## [Description of the task]
Would you set down every entry shown below, precisely as written?

## [Exercise data]
※ ※ ※

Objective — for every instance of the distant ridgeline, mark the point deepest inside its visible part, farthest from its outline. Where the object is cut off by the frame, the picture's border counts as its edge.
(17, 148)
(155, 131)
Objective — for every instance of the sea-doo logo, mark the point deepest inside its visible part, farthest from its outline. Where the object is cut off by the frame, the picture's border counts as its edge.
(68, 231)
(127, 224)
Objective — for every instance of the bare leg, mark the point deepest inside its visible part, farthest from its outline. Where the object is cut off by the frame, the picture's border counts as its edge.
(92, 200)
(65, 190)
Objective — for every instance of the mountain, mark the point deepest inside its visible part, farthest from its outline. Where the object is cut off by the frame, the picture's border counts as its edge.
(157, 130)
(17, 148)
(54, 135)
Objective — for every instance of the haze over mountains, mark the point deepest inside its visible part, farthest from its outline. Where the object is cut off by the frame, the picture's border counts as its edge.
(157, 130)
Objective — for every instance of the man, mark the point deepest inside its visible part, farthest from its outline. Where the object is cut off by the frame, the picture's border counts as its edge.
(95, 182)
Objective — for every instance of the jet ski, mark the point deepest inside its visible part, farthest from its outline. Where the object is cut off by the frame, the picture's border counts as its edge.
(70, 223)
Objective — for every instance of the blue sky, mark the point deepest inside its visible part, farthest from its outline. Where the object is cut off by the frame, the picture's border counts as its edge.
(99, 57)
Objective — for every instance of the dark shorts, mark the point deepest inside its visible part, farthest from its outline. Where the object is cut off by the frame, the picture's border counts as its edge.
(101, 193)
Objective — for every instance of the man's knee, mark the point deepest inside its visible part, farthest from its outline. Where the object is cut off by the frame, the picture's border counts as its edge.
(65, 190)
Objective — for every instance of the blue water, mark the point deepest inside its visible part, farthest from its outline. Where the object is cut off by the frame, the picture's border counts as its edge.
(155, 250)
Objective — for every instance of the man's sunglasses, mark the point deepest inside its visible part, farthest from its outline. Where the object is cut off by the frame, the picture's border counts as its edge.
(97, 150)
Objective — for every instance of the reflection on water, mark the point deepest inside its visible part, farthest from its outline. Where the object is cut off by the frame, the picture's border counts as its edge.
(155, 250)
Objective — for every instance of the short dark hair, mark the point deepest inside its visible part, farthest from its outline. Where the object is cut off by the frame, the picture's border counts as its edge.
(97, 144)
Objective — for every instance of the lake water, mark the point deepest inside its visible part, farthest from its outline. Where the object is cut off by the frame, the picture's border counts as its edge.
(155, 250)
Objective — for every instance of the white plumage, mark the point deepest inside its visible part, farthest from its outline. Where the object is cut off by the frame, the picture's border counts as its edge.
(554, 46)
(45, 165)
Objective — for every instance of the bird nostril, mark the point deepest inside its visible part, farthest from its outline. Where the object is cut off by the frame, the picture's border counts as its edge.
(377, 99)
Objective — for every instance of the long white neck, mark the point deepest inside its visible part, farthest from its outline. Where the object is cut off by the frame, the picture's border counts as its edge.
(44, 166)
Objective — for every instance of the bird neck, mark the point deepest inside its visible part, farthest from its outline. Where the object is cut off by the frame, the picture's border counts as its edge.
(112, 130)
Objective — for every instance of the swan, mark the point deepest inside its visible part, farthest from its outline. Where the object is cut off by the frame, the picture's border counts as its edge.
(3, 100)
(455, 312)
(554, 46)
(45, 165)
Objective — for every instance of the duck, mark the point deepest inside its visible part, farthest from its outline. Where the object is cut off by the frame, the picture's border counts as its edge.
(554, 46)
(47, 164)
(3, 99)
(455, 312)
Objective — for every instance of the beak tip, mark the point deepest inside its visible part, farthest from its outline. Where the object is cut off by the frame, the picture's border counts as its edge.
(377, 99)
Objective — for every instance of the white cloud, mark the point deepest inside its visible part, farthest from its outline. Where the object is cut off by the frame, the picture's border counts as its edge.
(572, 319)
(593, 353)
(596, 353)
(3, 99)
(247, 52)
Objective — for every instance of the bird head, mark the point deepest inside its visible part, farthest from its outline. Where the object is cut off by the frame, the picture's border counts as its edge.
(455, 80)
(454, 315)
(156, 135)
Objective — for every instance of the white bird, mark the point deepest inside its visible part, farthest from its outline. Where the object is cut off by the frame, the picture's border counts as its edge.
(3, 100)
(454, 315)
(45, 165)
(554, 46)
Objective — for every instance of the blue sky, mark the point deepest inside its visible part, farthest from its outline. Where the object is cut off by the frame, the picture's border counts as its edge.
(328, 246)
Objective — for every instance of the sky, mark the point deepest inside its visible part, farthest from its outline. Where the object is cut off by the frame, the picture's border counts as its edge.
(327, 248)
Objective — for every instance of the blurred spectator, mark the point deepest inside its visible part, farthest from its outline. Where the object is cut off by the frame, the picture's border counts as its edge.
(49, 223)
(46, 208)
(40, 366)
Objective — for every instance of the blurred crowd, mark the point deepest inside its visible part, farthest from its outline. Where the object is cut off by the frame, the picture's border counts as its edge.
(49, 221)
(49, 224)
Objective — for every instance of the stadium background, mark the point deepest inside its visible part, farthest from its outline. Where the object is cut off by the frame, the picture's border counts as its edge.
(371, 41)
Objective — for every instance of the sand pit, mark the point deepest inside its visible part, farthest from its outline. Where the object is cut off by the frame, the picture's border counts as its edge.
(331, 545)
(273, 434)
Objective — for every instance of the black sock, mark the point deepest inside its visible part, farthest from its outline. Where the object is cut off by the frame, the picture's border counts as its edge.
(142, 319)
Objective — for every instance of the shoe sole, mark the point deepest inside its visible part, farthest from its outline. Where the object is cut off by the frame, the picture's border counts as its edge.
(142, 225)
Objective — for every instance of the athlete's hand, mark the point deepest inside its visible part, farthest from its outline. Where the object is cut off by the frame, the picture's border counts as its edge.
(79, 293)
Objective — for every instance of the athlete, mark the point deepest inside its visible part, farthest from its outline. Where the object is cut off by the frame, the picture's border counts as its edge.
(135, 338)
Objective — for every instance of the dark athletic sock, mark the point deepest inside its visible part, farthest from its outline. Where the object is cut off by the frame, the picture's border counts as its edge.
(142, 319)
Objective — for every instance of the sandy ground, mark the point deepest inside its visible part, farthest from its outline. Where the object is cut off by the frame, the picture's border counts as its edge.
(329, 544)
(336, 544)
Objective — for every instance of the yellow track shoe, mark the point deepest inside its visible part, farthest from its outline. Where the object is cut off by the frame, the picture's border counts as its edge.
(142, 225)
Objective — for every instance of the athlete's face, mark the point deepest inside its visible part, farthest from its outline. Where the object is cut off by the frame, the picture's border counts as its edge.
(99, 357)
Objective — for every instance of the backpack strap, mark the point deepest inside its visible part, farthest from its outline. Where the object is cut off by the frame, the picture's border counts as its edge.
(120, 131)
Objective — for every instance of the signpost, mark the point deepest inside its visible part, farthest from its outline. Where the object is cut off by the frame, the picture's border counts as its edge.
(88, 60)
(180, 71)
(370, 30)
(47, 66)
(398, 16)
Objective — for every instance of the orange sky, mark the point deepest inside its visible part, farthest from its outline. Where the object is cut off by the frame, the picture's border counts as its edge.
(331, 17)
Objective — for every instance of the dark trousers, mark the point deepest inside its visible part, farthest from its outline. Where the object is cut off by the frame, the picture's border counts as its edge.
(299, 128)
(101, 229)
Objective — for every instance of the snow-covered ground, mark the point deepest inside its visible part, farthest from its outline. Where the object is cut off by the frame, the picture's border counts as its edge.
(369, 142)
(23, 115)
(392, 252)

※ ※ ※

## [Exercise solution]
Objective — for every instance of the distant ridgeline, mark the point deepest inside its visible part, farthest from its outline. Where the object is cut off by the frame, the picture's border counts as its edge.
(17, 148)
(155, 131)
Objective — for every instance of the sea-doo logo, mark the point deepest inside its visible part, farthest from its outline. Where the object is cut off by the frame, the picture's border counts as its edge.
(68, 231)
(127, 224)
Objective — for every instance of the bare leg, mark the point deepest inside its visible part, farthest from its outline. Where the object is cut off by the frame, the picture's border counts as its edge.
(92, 200)
(65, 190)
Objective — for every instance of the mountain, mark the point deepest inside its visible part, farthest from its outline. Where the object is cut off by the frame, the picture's border counts as its edge.
(157, 130)
(17, 148)
(54, 135)
Objective — for every instance of the haze over mountains, mark the point deepest inside its visible part, farthest from its outline. Where the object is cut off by the frame, the picture's border counts as its edge.
(157, 130)
Objective — for every instance of the man, mark the point deepest inside its visible part, farthest from its outline. Where the object is cut off by the frame, the picture's border counts as its edge.
(95, 182)
Objective — for every instance of the jet ski, mark the point deepest inside its visible part, farthest from its outline. Where the object is cut off by the frame, the picture's border counts as its edge.
(70, 223)
Objective — for every instance of the blue sky, mark the point deepest inside its visible part, farthest from its outline. Where the object is cut off by the frame, the picture's border counts as its edge.
(99, 57)
Objective — for every instance of the dark shorts, mark the point deepest inside its visible part, farthest from its outline. Where the object is cut off by the frame, the picture's border counts as its edge.
(101, 193)
Objective — for every instance of the man's knee, mark the point deepest inside its visible part, farthest from its outline. Where the object is cut off by the frame, the picture's border counts as its edge.
(65, 190)
Objective — for every instance of the blue water, mark the point deepest inside its visible part, farthest from its outline. Where the object is cut off by the frame, the picture's border counts as its edge.
(155, 250)
Objective — for every instance of the man's sunglasses, mark the point deepest inside its visible part, farthest from its outline. Where the object is cut off by the frame, the picture's border counts as its edge.
(97, 150)
Objective — for every instance of the reflection on water, mark the point deepest inside its visible part, farthest from its outline. Where the object is cut off by the frame, the picture's border counts as its edge.
(155, 250)
Objective — for every instance of the short dark hair, mark the point deepest inside its visible part, farthest from its outline. Where the object is cut off by the frame, the picture's border counts as its edge.
(97, 144)
Objective — for every instance of the lake water, mark the point deepest inside its visible part, farthest from its outline. Where the object is cut off by the frame, the picture's border counts as its edge.
(155, 250)
Objective — for every instance of the white plumage, mark the point deepest inside its visible part, farthest from its outline. Where the object is cut off by the frame, the picture's border counts as its edge.
(554, 46)
(45, 165)
Objective — for every instance of the bird nostril, mark the point deepest inside its visible part, farthest from its outline. Where the object is cut off by the frame, the picture's border counts as its edge.
(377, 99)
Objective — for every instance of the long white neck, mark the point deepest inside its visible part, farthest from its outline. Where the object is cut off by the frame, the picture's border counts as its edge.
(44, 166)
Objective — for every instance of the bird neck, mark the point deepest inside its visible part, farthest from its outline. Where the object is cut off by the frame, the picture's border counts as its edge.
(112, 130)
Objective — for every instance of the swan, mark the point deepest inside its visible part, farthest from its outline. Where the object is cut off by the frame, the picture's border counts as its edge.
(3, 100)
(455, 312)
(554, 46)
(45, 165)
Objective — for every instance of the duck, mark the point deepest inside its visible part, farthest from its outline. Where the object is cut off by the frame, the picture's border counts as its edge.
(554, 46)
(47, 164)
(3, 99)
(455, 312)
Objective — for every instance of the beak tip, mark the point deepest inside its visible part, farthest from its outline. Where the object is cut off by the frame, the picture's border counts as its edge.
(377, 99)
Objective — for every instance of the white cloud, mark the point deepest inside its visible part, farthest from its outline. Where the object is cut off by the frame, the picture's border counts as its edge.
(572, 319)
(593, 353)
(596, 353)
(3, 99)
(247, 52)
Objective — for every instance of the bird head, mark the point deepest inside its visible part, farthest from its outline. Where the object is cut off by the frame, the picture's border counts as its edge.
(455, 80)
(454, 315)
(156, 135)
Objective — for every instance of the white bird, mark the point deepest inside its visible part, farthest from its outline. Where the object is cut off by the frame, the picture's border counts as its edge.
(3, 100)
(454, 315)
(45, 165)
(554, 46)
Objective — for every instance of the blue sky, mark the point deepest inside its visible part, farthest from its outline. Where the object is cut off by the frame, the picture's border counts as its edge.
(328, 246)
Objective — for every instance of the sky, mark the point deepest inside its visible part, farthest from its outline. Where the object is cut off by the frame, the picture's border counts as its edge.
(327, 248)
Objective — for every instance of the blurred spectator, mark the point deepest inside its visible part, farthest from its outline. Where the object is cut off by the frame, the picture's border counts as its edge.
(49, 223)
(46, 208)
(40, 366)
Objective — for every instance of the blurred crowd, mark the point deepest inside its visible part, farthest from its outline. Where the object is cut off by the frame, the picture's border counts as its edge.
(49, 221)
(49, 224)
Objective — for every instance of the stadium background, mark the point deepest inside its visible part, farthest from its outline. Where the object is cut off by the frame, the picture's border counts as its edge.
(371, 41)
Objective — for every instance of the sand pit, mark the point deepest inside its visible part, farthest from its outline. Where the object is cut off by the frame, the picture's border counts as its edge.
(331, 545)
(273, 434)
Objective — for every instance of the black sock, mark the point deepest inside its visible part, farthest from its outline. Where the object is cut off by the frame, the picture's border counts as its edge.
(142, 319)
Objective — for every instance of the shoe sole, mark the point deepest inside its visible part, farthest from its outline. Where the object is cut off by the frame, the picture's border counts as its edge.
(142, 225)
Objective — for every instance of the athlete's hand, mark the point deepest inside its visible part, farthest from its outline. Where the object is cut off by the frame, the picture's border counts as its edge.
(79, 293)
Objective — for every instance of the athlete, mark the point deepest inside its visible part, farthest from its outline. Where the object is cut off by the frame, the picture's border counts as its edge.
(135, 338)
Objective — for every instance of the dark athletic sock, mark the point deepest inside its visible part, farthest from its outline. Where the object is cut off by the frame, the picture's border counts as its edge.
(142, 319)
Objective — for every instance of the sandy ground, mark the point deepest inside its visible part, farthest from its outline. Where the object is cut off by the frame, the picture's border counts as its edge.
(329, 544)
(336, 544)
Objective — for every instance of the yellow track shoe, mark the point deepest inside its visible part, farthest from its outline. Where the object is cut off by the frame, the picture's border counts as its edge.
(142, 225)
Objective — for every instance of the athlete's face, mark the point deepest inside its visible part, farthest from its outline. Where the object is cut off by the frame, the picture's border counts as its edge.
(99, 357)
Objective — for every instance of the backpack strap, mark the point deepest inside its visible part, farthest from its outline. Where the object is cut off by the frame, the picture's border counts as its edge.
(120, 131)
Objective — for every instance of the signpost, mark the point deepest inside its visible part, farthest from its outline. Where the object is cut off by the frame, the picture's border counts as its edge.
(88, 60)
(180, 71)
(370, 30)
(47, 66)
(398, 16)
Objective — for every instance of the orange sky, mark the point deepest inside its visible part, farthest from its outline. Where the object is cut off by the frame, the picture's border counts as its edge.
(331, 17)
Objective — for every instance of the dark trousers, mark the point deepest inside its visible part, farthest from its outline. Where the object is cut off by the frame, the picture's border counts as its edge.
(299, 128)
(101, 229)
Objective — for every instance of the snow-covered ground, mark the point deepest inside its visible part, farthest from its outline. Where the object is cut off by the frame, the picture's border counts as its edge.
(369, 142)
(23, 115)
(392, 252)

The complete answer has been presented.